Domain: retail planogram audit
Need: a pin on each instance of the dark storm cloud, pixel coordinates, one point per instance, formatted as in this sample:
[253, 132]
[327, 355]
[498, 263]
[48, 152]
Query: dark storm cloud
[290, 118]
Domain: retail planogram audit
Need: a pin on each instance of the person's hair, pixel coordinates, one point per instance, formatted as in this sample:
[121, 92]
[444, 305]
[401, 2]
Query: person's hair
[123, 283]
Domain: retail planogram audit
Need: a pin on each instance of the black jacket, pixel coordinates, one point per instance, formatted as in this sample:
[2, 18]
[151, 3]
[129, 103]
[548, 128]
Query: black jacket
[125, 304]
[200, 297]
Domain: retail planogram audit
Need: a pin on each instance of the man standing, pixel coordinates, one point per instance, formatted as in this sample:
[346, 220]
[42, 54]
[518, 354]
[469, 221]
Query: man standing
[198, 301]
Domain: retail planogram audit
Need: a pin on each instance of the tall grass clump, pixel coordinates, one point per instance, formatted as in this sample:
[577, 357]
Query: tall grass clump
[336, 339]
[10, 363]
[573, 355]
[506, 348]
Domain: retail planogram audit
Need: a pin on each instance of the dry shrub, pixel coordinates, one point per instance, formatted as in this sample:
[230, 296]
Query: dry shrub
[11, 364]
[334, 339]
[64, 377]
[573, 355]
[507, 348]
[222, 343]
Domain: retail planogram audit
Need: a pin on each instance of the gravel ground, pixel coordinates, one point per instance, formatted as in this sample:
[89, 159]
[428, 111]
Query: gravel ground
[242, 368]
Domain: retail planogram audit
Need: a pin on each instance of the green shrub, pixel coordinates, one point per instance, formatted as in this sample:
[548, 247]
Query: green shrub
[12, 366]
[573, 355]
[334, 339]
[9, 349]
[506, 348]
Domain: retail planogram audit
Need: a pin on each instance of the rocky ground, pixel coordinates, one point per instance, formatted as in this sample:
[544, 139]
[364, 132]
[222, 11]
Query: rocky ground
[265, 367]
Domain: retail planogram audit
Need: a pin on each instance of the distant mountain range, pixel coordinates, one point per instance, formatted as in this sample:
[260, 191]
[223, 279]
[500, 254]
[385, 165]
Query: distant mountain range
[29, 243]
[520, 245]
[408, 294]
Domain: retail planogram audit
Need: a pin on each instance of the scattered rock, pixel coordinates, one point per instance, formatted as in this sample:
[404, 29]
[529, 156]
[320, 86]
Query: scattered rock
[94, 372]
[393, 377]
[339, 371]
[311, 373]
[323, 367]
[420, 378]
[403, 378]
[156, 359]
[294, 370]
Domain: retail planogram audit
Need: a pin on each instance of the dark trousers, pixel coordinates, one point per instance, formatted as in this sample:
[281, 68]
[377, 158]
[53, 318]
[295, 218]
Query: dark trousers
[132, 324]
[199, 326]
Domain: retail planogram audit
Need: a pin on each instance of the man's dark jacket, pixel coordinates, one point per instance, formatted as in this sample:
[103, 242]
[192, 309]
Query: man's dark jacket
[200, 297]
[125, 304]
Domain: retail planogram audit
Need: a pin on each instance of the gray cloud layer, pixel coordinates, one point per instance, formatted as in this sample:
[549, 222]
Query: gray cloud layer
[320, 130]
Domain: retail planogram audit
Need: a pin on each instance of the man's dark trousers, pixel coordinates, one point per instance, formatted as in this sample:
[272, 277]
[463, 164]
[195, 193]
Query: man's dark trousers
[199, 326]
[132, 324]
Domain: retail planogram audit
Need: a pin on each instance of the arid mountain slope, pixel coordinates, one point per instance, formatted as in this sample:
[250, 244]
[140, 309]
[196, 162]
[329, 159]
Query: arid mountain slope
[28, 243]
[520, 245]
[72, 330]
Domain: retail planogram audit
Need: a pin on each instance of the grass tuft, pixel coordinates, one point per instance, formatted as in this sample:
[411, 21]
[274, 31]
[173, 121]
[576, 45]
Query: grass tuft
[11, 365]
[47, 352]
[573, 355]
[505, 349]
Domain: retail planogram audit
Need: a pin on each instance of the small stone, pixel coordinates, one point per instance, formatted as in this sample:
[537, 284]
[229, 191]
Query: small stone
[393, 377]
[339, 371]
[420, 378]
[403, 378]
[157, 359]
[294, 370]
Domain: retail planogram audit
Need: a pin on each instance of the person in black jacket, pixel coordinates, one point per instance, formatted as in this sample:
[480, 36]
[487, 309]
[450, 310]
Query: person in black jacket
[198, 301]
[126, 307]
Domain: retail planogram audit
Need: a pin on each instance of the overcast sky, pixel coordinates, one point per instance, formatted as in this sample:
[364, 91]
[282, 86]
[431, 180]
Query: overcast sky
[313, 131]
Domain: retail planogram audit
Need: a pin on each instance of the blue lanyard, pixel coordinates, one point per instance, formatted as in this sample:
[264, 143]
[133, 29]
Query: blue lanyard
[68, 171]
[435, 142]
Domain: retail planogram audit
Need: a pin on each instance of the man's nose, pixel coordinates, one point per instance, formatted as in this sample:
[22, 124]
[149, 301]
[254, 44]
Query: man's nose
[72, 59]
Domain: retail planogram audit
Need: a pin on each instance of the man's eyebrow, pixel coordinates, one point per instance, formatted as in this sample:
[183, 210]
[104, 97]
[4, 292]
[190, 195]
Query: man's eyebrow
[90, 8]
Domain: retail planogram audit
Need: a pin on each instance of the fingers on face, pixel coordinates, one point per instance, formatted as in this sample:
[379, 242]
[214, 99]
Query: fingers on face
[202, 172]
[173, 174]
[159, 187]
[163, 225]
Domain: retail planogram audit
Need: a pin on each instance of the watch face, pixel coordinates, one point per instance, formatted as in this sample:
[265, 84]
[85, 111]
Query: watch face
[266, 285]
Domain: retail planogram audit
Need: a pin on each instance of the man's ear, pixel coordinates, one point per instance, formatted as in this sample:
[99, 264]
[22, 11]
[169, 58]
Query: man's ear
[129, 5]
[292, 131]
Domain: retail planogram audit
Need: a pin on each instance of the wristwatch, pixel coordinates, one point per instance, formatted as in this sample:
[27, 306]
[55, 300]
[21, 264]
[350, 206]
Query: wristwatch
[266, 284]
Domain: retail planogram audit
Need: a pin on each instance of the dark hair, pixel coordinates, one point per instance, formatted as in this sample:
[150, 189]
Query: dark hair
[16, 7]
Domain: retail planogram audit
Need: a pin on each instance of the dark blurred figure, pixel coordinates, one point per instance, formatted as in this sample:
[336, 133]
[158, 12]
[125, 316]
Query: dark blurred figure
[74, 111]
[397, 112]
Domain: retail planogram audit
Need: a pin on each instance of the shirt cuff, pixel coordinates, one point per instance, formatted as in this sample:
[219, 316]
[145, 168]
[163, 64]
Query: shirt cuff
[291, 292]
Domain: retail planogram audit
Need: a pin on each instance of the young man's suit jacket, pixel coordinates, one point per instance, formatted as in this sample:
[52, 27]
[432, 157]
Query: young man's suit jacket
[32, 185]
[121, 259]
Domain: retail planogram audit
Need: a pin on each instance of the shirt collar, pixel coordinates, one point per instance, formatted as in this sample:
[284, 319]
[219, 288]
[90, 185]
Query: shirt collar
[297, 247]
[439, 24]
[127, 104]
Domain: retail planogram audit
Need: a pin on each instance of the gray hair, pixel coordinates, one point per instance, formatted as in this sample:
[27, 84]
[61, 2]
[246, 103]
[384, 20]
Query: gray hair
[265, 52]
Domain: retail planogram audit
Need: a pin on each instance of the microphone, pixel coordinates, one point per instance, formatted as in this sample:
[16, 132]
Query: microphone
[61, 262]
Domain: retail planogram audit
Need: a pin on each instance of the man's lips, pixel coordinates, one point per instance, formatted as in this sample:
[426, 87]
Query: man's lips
────────────────
Goal of the exercise: Please repeat all the records above exactly as they appear.

Finished task:
Domain: retail planogram audit
Need: a pin on each instance of the dark storm cloud, pixel coordinates, one point per instance, formatted as in this sample:
[253, 132]
[327, 355]
[498, 263]
[48, 152]
Query: dark storm cloud
[290, 118]
Domain: retail planogram audit
Need: a pin on each instance of the person's hair, pixel coordinates, one point per instance, formatted as in this sample:
[121, 92]
[444, 305]
[401, 2]
Query: person's hair
[123, 283]
Domain: retail planogram audit
Need: a pin on each instance of the black jacket, pixel coordinates, one point per instance, formatted as in this sample:
[2, 18]
[151, 3]
[129, 103]
[548, 128]
Query: black jacket
[125, 304]
[200, 297]
Domain: retail planogram audit
Need: a pin on each instance of the man standing, pixel coordinates, one point per instance, formatted as in this sample:
[346, 220]
[42, 54]
[518, 354]
[469, 221]
Query: man standing
[198, 301]
Domain: retail planogram audit
Need: a pin on each instance of the tall grass clump, pixel coordinates, one point per instance, formatted as in this sample:
[577, 357]
Query: tall grass clump
[336, 339]
[10, 363]
[573, 355]
[506, 348]
Domain: retail planogram audit
Need: a pin on each instance of the dry shrub, pixel coordinates, one point per instance, formatted as in this sample:
[230, 296]
Query: dry shrub
[11, 364]
[334, 339]
[64, 377]
[573, 355]
[507, 348]
[222, 343]
Domain: retail planogram audit
Need: a pin on each instance of the gravel ground, pixel coordinates, one point per instance, formatted as in this sample:
[89, 159]
[428, 111]
Query: gravel ground
[242, 368]
Domain: retail planogram audit
Need: a pin on each instance of the green shrub, pixel coordinates, one point per instance, formatted as in this sample:
[548, 247]
Query: green shrub
[12, 366]
[573, 355]
[334, 339]
[9, 349]
[506, 348]
Domain: retail planogram audit
Need: a pin on each instance of the rocky ground, pixel coordinates, one point per instance, formatted as in this sample:
[544, 139]
[364, 132]
[222, 11]
Query: rocky ground
[265, 367]
Domain: retail planogram audit
Need: a pin on each instance of the distant mountain range, pixel coordinates, one point per instance, formatted as in this sample:
[260, 191]
[223, 279]
[500, 254]
[385, 165]
Query: distant mountain range
[29, 243]
[520, 245]
[408, 294]
Domain: retail planogram audit
Need: a pin on each instance of the scattered rock, pixel coordinates, one point per instance, formatted as in this sample:
[404, 29]
[529, 156]
[320, 86]
Query: scattered rock
[94, 372]
[393, 377]
[339, 371]
[311, 373]
[323, 367]
[420, 378]
[403, 378]
[156, 359]
[294, 370]
Domain: retail planogram audit
Need: a pin on each instance of the dark trousers, pixel coordinates, one point per instance, formatted as in this sample:
[281, 68]
[377, 158]
[53, 318]
[295, 218]
Query: dark trousers
[132, 324]
[199, 326]
Domain: retail planogram audit
Need: a pin on each instance of the man's dark jacket, pixel coordinates, one point per instance, formatted as in this sample:
[103, 242]
[192, 309]
Query: man's dark jacket
[200, 297]
[125, 304]
Domain: retail planogram audit
Need: a pin on each instance of the gray cloud layer, pixel coordinates, one point per instance, formatted as in this sample:
[549, 222]
Query: gray cloud layer
[320, 130]
Domain: retail planogram audit
Need: a pin on each instance of the man's dark trousers, pixel coordinates, one point per instance, formatted as in this sample:
[272, 277]
[463, 164]
[195, 193]
Query: man's dark trousers
[199, 326]
[132, 324]
Domain: retail planogram audit
Need: a pin on each instance of the arid mountain slope, pixel coordinates, one point per instance, formatted as in this sample:
[250, 244]
[140, 309]
[196, 162]
[329, 159]
Query: arid mountain slope
[28, 243]
[520, 245]
[72, 330]
Domain: retail planogram audit
Need: a pin on each instance of the grass tuft, pixel coordinates, one point per instance, formatted as in this sample:
[411, 21]
[274, 31]
[173, 121]
[576, 45]
Query: grass tuft
[11, 365]
[47, 352]
[573, 355]
[505, 349]
Domain: retail planogram audit
Need: a pin on each instance of the small stone, pixel coordinates, one point per instance, formatted as in this sample:
[537, 284]
[229, 191]
Query: small stone
[393, 377]
[339, 371]
[420, 378]
[403, 378]
[157, 359]
[294, 370]
Domain: retail planogram audit
Need: a pin on each instance of the person in black jacket, pixel coordinates, one point per instance, formatted as in this sample:
[480, 36]
[487, 309]
[450, 310]
Query: person in black jacket
[198, 301]
[126, 307]
Domain: retail planogram audit
Need: a pin on each instance of the overcast sky, pixel coordinates, one point per instance, formatted as in this sample:
[364, 91]
[282, 86]
[431, 180]
Query: overcast sky
[313, 131]
Domain: retail planogram audit
Need: a pin on each instance of the blue lanyard, pixel coordinates, one point per instance, formatted as in this sample:
[264, 143]
[133, 29]
Query: blue lanyard
[68, 171]
[435, 142]
Domain: retail planogram audit
Need: a pin on each instance of the man's nose, pixel coordinates, one point per instance, formatted as in this sample:
[22, 124]
[149, 301]
[254, 44]
Query: man's nose
[72, 59]
Domain: retail planogram audit
Need: a pin on each instance of the man's eyebrow, pixel coordinates, one point per instance, formatted as in this sample:
[183, 210]
[104, 97]
[4, 292]
[190, 195]
Query: man's eyebrow
[90, 8]
Domain: retail planogram audit
Need: a pin on each instance of the fingers on face, pixel coordinates, one point per instance, formatted as in this sample:
[379, 242]
[214, 99]
Query: fingers on face
[202, 172]
[173, 174]
[159, 187]
[163, 225]
Domain: retail planogram audit
Need: a pin on each instance of the watch face, pixel coordinates, one point per instance, formatted as in this sample:
[265, 84]
[85, 111]
Query: watch face
[266, 285]
Domain: retail planogram audit
Need: a pin on each instance of the man's ear, pixel coordinates, one point per instance, formatted as in this sample:
[99, 264]
[22, 11]
[169, 58]
Query: man's ear
[129, 5]
[292, 131]
Domain: retail planogram audit
Need: a pin on each instance of the wristwatch, pixel coordinates, one point per instance, formatted as in this sample:
[27, 306]
[55, 300]
[21, 264]
[350, 206]
Query: wristwatch
[266, 284]
Domain: retail planogram audit
Need: a pin on each instance of the dark hair, pixel coordinates, one point per instance, formatted as in this sample:
[150, 189]
Query: dark hair
[16, 7]
Domain: retail planogram audit
Need: a pin on each instance of the dark blurred figure, pixel coordinates, one point per instance, formatted as in this sample:
[336, 133]
[158, 12]
[125, 316]
Query: dark blurred figure
[74, 111]
[397, 112]
Domain: retail planogram audit
Need: a pin on each instance of the shirt cuff, pixel coordinates, one point per instance, formatted as in this sample:
[219, 316]
[145, 168]
[163, 64]
Query: shirt cuff
[291, 292]
Domain: retail planogram audit
Need: a pin on each instance of the young man's suit jacket, pixel coordinates, one point per instance, formatted as in this sample:
[52, 27]
[432, 157]
Query: young man's suit jacket
[32, 185]
[121, 259]
Domain: retail planogram audit
Need: a pin on each instance of the shirt collar, pixel coordinates, one point per instance, formatted as in this sample:
[284, 319]
[219, 288]
[90, 185]
Query: shirt collar
[297, 247]
[439, 24]
[127, 104]
Domain: retail planogram audit
Need: a pin on each instance of the gray hair, pixel coordinates, one point per instance, formatted as in this sample:
[27, 84]
[61, 2]
[246, 103]
[384, 20]
Query: gray hair
[265, 52]
Domain: retail planogram audit
Need: a pin on each instance of the microphone, pixel coordinates, one point per instance, formatted as in this sample:
[16, 132]
Query: microphone
[61, 262]
Domain: retail planogram audit
Need: a pin on each instance of the man's lips, pixel coordinates, one point per instance, formatted as in this sample:
[426, 87]
Query: man's lips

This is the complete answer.